◆ **WHAT IS ASKED**
Give the listing below again in full, exactly as written.

◆ **ROWS**
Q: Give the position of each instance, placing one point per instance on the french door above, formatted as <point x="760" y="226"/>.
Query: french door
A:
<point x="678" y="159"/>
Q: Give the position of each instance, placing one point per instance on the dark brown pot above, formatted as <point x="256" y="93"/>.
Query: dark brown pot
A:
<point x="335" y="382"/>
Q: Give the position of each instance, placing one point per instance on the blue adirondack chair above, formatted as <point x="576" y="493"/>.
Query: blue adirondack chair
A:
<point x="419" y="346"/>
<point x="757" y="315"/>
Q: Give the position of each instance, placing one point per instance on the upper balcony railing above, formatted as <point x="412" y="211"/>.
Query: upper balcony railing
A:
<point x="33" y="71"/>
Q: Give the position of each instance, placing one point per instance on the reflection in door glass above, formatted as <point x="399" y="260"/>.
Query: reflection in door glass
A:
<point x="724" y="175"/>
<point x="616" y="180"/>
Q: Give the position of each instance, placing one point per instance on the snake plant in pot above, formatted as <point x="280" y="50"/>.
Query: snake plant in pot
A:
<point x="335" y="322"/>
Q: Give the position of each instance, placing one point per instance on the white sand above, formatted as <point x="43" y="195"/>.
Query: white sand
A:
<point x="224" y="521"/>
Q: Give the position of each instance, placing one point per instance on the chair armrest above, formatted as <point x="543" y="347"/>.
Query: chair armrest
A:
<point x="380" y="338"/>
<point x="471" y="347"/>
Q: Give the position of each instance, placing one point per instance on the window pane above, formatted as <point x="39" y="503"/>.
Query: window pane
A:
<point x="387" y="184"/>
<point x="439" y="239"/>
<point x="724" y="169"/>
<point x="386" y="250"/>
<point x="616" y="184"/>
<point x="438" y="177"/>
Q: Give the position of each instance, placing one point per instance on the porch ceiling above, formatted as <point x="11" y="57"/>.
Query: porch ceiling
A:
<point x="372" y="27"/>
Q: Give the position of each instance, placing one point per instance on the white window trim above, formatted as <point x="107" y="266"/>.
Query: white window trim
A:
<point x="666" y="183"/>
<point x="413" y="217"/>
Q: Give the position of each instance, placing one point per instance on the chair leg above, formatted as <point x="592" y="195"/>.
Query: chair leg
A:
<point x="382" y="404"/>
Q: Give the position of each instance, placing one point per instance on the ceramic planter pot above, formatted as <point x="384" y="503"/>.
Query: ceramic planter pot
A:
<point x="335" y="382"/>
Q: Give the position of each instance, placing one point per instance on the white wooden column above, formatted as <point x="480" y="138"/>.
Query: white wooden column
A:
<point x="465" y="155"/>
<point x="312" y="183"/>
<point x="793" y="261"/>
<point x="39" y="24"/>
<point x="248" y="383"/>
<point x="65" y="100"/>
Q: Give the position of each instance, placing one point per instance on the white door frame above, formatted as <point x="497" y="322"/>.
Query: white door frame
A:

◆ **FINAL RESULT**
Q: Give the position of each instance, placing one point per instance on the french door above, formatted as <point x="760" y="226"/>.
Query: french door
A:
<point x="678" y="159"/>
Q: Give the position of each instance, placing one point per instance on the dark brown pot above, formatted as <point x="256" y="93"/>.
Query: dark brown pot
A:
<point x="335" y="382"/>
Q: Give the position of each instance, placing one point per instance on the blue adirondack chair above, formatted as <point x="576" y="493"/>.
Query: blue adirondack chair
A:
<point x="419" y="346"/>
<point x="757" y="315"/>
Q: Give the position of each instance, placing one point per instance on the upper balcony railing above, formatted as <point x="412" y="211"/>.
Query: upper balcony railing
A:
<point x="33" y="71"/>
Q: Give the position of each instance, placing one point per instance on the reflection in door glass above, formatted as <point x="399" y="260"/>.
Query: reflection in door glass
A:
<point x="724" y="175"/>
<point x="616" y="180"/>
Q: Give the position of each instance, placing one point per instance on the snake plant in pot above, formatted as <point x="280" y="50"/>.
Query: snake plant in pot
A:
<point x="335" y="322"/>
Q: Give the position of each instance, placing one point per instance on the white sand above, formatted as <point x="43" y="195"/>.
Query: white sand
A:
<point x="224" y="521"/>
Q: Give the position of each instance, placing one point per instance on the chair armrest above, formatted as <point x="543" y="347"/>.
Query: chair armrest
A:
<point x="380" y="338"/>
<point x="471" y="347"/>
Q: Give the position of each instance, placing one point per instance on the window pane above, formatted as <point x="39" y="503"/>.
Query: window pane
A:
<point x="387" y="184"/>
<point x="439" y="239"/>
<point x="724" y="169"/>
<point x="386" y="250"/>
<point x="616" y="184"/>
<point x="438" y="177"/>
Q: Give the position of each instance, placing one point per instance on the porch ceiling above, formatted as <point x="11" y="57"/>.
Query: porch ceiling
A:
<point x="372" y="27"/>
Q: Give the position of each instance, placing one point per instance on the white window trim above, formatted as <point x="107" y="266"/>.
Query: white window trim
A:
<point x="666" y="183"/>
<point x="413" y="217"/>
Q: Give the position of each instance, placing one point per instance on the chair leg above, formatted as <point x="592" y="195"/>.
Query: chair leg
A:
<point x="382" y="404"/>
Q: Give the position of each instance, placing one point per instance on the ceramic planter pot above, formatted as <point x="384" y="503"/>.
Query: ceramic planter pot
A:
<point x="335" y="382"/>
Q: Give the position of each instance, placing one point per instance on the white wooden column above, formatted as <point x="480" y="138"/>.
Query: white wooden column
A:
<point x="465" y="155"/>
<point x="312" y="183"/>
<point x="793" y="261"/>
<point x="39" y="24"/>
<point x="248" y="383"/>
<point x="65" y="100"/>
Q: Give the position of each instance, placing one point per instance on the white door frame above, formatted as <point x="497" y="322"/>.
Query: white door frame
A:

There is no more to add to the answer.